START Supplied entries
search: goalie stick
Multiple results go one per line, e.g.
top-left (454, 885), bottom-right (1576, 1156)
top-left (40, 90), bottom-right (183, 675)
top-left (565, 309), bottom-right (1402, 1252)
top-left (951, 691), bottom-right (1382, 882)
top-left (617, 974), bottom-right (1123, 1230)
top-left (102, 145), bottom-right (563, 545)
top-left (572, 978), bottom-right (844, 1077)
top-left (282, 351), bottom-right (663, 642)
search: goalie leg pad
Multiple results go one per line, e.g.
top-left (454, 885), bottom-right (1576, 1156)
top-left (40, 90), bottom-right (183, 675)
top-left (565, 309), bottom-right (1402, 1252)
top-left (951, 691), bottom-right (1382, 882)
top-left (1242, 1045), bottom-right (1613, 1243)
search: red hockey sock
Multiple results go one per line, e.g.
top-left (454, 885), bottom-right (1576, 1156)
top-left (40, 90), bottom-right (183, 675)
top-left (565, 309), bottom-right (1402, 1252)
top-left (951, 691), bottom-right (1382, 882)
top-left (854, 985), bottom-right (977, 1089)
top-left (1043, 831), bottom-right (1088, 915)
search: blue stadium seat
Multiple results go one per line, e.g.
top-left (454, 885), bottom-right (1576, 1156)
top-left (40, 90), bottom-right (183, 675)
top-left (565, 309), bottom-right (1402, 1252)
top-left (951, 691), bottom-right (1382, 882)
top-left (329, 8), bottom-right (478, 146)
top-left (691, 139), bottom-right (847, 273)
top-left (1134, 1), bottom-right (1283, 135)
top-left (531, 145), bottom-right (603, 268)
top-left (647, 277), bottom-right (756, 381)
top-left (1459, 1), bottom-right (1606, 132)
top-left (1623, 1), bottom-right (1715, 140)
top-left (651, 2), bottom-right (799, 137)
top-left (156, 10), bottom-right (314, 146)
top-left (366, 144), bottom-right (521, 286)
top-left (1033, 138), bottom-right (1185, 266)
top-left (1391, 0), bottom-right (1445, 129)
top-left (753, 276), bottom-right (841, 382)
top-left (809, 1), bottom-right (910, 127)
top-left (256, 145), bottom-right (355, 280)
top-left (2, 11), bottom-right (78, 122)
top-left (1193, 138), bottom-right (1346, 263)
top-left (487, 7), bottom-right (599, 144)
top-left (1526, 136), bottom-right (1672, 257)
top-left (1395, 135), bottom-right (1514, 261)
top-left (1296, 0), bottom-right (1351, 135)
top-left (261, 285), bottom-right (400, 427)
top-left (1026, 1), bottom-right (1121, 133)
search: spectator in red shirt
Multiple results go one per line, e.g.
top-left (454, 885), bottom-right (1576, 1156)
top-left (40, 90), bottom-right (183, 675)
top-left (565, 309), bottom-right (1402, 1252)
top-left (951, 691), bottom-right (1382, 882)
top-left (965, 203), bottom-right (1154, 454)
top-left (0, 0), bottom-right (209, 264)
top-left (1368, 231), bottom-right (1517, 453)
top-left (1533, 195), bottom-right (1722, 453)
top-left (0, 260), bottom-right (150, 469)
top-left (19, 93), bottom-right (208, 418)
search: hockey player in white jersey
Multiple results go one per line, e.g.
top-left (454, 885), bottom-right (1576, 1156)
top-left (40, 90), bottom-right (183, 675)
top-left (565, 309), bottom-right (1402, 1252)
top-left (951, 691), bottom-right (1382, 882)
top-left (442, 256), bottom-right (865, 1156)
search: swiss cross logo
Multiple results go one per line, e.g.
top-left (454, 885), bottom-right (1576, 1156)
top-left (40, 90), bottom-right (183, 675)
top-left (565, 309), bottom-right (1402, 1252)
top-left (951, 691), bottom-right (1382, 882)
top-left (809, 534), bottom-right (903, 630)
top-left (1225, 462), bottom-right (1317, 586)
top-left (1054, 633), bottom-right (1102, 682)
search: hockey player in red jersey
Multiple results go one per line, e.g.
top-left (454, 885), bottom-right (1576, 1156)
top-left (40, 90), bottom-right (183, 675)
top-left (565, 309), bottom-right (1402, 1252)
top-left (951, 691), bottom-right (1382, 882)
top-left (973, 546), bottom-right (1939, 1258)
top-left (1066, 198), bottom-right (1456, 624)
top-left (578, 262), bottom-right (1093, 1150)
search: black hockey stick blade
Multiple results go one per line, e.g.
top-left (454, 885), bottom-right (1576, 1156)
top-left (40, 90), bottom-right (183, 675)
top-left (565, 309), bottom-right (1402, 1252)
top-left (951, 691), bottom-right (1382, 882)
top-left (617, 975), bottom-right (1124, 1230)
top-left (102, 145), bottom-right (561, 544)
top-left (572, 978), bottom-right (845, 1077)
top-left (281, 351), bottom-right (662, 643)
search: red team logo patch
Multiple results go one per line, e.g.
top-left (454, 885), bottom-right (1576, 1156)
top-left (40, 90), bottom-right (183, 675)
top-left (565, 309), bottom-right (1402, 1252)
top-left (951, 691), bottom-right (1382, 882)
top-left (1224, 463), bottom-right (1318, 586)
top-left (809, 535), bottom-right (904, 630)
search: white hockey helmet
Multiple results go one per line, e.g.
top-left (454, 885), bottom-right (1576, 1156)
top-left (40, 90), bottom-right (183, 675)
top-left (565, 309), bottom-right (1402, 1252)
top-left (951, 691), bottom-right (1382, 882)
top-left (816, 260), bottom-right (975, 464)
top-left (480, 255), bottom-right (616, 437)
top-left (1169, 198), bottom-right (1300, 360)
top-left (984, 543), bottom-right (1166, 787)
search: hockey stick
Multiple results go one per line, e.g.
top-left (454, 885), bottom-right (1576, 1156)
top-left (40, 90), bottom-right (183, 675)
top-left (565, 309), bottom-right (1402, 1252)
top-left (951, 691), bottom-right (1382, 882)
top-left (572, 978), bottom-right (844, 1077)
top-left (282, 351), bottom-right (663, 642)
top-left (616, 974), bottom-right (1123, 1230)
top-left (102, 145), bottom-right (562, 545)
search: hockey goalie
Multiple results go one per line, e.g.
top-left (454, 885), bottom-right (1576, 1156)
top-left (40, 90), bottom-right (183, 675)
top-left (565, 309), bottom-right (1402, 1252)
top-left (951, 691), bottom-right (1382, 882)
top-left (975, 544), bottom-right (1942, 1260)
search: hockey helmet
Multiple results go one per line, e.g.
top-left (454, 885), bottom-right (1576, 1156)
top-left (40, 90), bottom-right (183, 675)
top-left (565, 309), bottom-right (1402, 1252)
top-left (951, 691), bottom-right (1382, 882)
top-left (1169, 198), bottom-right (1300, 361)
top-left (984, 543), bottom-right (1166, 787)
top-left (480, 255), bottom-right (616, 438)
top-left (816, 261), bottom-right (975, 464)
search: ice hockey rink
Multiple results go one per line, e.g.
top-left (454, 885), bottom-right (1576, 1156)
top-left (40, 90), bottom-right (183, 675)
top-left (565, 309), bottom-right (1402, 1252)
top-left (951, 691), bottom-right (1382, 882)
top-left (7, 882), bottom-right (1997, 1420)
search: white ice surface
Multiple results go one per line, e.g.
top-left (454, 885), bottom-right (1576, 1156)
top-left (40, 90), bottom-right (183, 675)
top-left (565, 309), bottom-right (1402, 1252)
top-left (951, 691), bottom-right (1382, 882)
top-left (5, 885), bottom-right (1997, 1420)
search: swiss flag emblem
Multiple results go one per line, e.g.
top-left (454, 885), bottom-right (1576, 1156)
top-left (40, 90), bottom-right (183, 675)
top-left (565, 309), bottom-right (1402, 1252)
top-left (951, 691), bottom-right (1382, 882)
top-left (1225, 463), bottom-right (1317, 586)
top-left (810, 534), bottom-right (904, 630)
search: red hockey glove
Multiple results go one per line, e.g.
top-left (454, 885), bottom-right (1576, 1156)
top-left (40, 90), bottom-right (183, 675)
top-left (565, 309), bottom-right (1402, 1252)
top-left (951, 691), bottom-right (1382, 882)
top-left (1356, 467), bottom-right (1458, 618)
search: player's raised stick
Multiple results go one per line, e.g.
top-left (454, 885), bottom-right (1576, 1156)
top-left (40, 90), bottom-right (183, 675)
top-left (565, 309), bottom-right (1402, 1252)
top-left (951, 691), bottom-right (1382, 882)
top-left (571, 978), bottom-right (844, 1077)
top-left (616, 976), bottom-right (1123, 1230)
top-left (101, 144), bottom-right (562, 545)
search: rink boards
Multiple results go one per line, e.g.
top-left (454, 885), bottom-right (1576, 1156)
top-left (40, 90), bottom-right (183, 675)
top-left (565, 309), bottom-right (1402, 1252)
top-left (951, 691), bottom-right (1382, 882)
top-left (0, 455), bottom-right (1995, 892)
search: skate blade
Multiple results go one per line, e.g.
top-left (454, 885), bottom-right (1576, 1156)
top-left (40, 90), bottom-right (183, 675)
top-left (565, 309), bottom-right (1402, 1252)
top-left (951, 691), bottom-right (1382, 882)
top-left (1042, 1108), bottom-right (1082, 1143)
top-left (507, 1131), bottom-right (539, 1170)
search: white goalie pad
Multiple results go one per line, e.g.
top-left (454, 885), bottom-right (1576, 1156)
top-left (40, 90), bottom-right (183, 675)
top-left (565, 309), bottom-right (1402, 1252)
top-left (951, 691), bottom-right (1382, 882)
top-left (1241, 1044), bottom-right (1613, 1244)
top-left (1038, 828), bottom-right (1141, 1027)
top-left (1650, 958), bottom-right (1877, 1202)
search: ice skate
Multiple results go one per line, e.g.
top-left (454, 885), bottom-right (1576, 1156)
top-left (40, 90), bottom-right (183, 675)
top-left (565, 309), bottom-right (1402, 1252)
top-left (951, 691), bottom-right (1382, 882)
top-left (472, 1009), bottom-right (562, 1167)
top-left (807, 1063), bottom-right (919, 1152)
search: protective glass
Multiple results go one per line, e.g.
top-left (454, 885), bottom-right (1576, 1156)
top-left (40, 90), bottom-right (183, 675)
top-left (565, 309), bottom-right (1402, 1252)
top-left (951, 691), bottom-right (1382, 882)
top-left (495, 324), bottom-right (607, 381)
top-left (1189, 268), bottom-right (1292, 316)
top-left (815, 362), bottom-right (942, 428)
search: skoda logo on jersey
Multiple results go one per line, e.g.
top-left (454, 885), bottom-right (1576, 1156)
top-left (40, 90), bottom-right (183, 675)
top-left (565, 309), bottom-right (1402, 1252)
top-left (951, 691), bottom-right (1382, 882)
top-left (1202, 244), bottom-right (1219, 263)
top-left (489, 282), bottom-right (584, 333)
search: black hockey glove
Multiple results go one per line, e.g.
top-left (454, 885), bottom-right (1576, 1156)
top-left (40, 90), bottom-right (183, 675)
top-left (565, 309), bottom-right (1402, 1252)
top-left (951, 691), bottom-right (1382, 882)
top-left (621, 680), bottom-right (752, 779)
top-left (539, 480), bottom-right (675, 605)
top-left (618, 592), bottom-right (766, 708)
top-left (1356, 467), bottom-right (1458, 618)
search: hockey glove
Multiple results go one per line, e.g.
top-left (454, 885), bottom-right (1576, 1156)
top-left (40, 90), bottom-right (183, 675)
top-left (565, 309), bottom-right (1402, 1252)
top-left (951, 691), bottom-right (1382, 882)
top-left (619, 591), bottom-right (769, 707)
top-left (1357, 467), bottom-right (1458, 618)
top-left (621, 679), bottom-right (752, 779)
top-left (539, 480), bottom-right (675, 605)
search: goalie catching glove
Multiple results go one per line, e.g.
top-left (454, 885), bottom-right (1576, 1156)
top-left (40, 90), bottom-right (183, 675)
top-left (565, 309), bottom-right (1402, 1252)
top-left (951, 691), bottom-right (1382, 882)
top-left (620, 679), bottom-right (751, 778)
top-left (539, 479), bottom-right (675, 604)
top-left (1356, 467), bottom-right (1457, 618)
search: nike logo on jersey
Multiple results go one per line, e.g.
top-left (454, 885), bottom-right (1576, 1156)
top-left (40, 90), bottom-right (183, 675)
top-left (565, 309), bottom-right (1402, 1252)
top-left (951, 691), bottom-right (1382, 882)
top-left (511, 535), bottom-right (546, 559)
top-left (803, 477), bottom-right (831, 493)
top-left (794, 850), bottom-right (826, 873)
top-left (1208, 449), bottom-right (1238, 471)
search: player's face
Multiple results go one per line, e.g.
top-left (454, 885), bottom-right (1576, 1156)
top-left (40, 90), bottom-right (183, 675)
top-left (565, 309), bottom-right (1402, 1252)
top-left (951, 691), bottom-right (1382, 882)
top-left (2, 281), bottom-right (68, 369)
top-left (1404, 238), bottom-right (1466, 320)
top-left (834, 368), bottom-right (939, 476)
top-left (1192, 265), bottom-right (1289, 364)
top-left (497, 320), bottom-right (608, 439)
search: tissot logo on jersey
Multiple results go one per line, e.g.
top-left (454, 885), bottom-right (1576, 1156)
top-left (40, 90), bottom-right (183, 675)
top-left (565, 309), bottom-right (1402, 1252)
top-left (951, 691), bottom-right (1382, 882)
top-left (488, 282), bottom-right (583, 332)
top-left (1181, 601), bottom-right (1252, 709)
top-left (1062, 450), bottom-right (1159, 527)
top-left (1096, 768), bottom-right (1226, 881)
END Supplied entries
* Task prompt *
Across the data above, count the lines that include the word "player", and respond with the number alone.

* Output of the task *
4